TUGAS A - Salin persis semua baris pada bagian Bahan Masukan di bawah, tetapi jangan sertakan gambarnya dalam jawaban.

KUTIPAN DOKUMEN -
════════

Saya baru saja menerima informasi (via SMS dari salah satu mahasiswa FKM UNPAZ) bahwa nilai FISIKA KESEHATAN untuk mahasiswa FKM Angkatan 2010 (dan mahasiswa FKM angkatan sebelumnya yang memprogram ulang mata kuliah FISIKA KESEHATAN), akan diambil alih dan ditetapkan oleh Pimpinan Fakultas.
Jika informasi ini benar, saya syukuri saja, agar dengan demikian saya tidak perlu lagi repot-repot mengurus nilai Fisika Kesehatan dari sekitar 500-an mahasiswa (9 kelas paralel).
Tapi yang menjadi pertanyaan bagi saya adalah; "Atas dasar apa Pimpinan Fakultas (FKM) UNPZ menetapkan nilai mahasiswa? Apakah mahasiswa telah diminta mem-program ulang?" Atau Pimpinan Fakultas hanya menciptakan nilai dalam tanda kutip, tapi tanpa mewajibkan mahasiswa memprogram mata kuliah Fisika Kesehatan? Jika cara ini yang ditempuh, akan menjadi satu perseden yang kurang baik.
Dari ukuran norma-norma pendidikan, apakah dapat dibenarkan, sebuah Lembaga Pendidikan Terhormat, mengadakan nilai mahasiswa, dari tidak ada menjadi ada, tanpa berdasarkan kepada hasil pencapaian dari mahasiswa yang bersangkutan?
Mengenai nilai Fisika Kesehatan Mahasiswa FKM Angkatan 2010 (ditambah dengan belasan mahasiswa angkatan sebelumnya yang memprogram ulang mata kuliah Fisika Kesehatan), belum bisa saya umumkan, karena kami (saya sebagai dosen dan para mahasiswa) terikat pada "aturan main" yang sudah menjadi kesepakatan bersama. Yaitu bahwa, saya tidak akan mengumumkan nilai Fisika Kesehatan, jika mahasiswa "BELUM MENYELESAIKAN TUGAS" yang jauh-jauh hari telah saya berikan kepada mereka.

════════

BAHAN MASUKAN -
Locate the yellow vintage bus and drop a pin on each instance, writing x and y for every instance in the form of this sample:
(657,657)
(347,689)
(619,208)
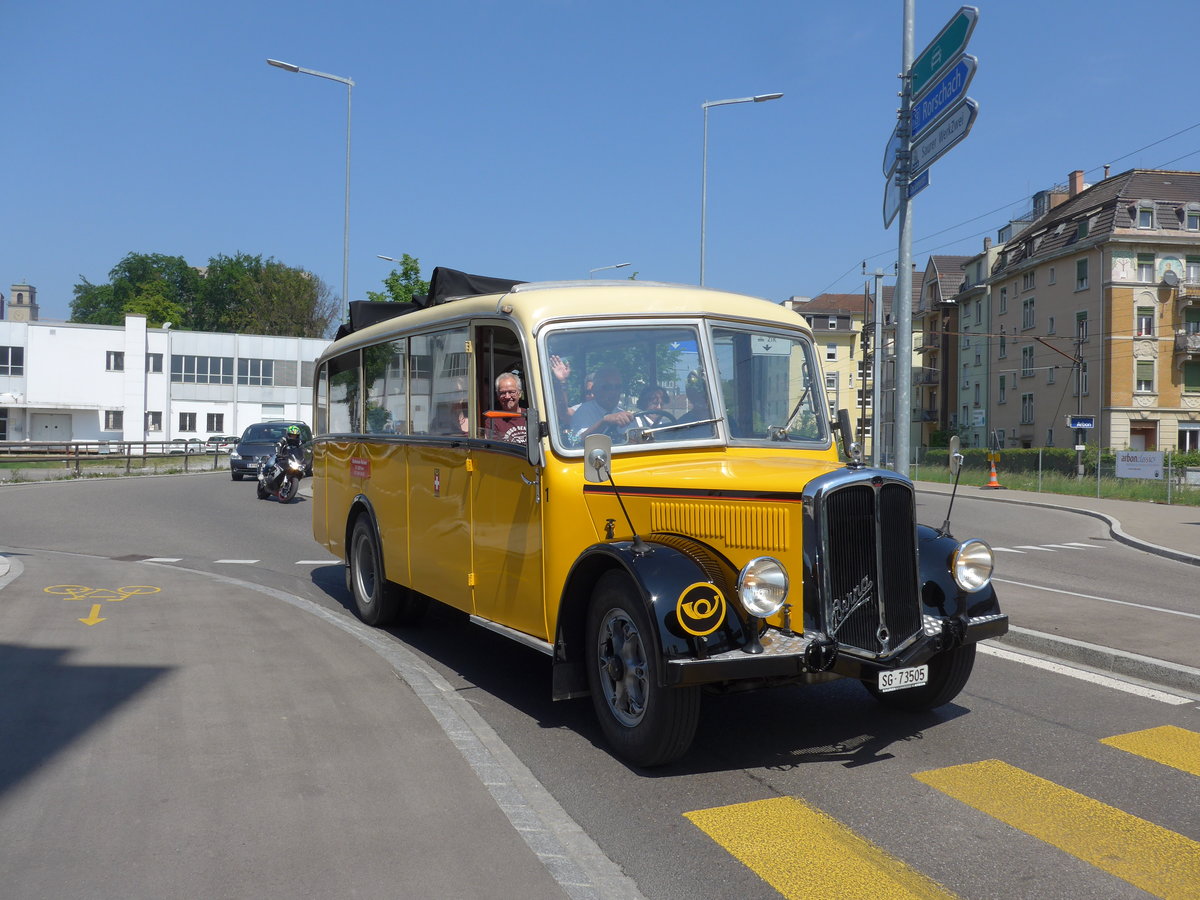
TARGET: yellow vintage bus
(642,481)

════════

TUGAS B - Menurut kutipan dokumen, berapa kelas paralel yang mencakup sekitar 500-an mahasiswa Fisika Kesehatan?

JAWABAN BENAR A -
Locate the yellow vintage bus and drop a pin on each instance, writing x and y for every instance in the form of this sample:
(657,657)
(347,689)
(619,208)
TARGET: yellow vintage bus
(642,481)

JAWABAN BENAR B - Sembilan kelas paralel.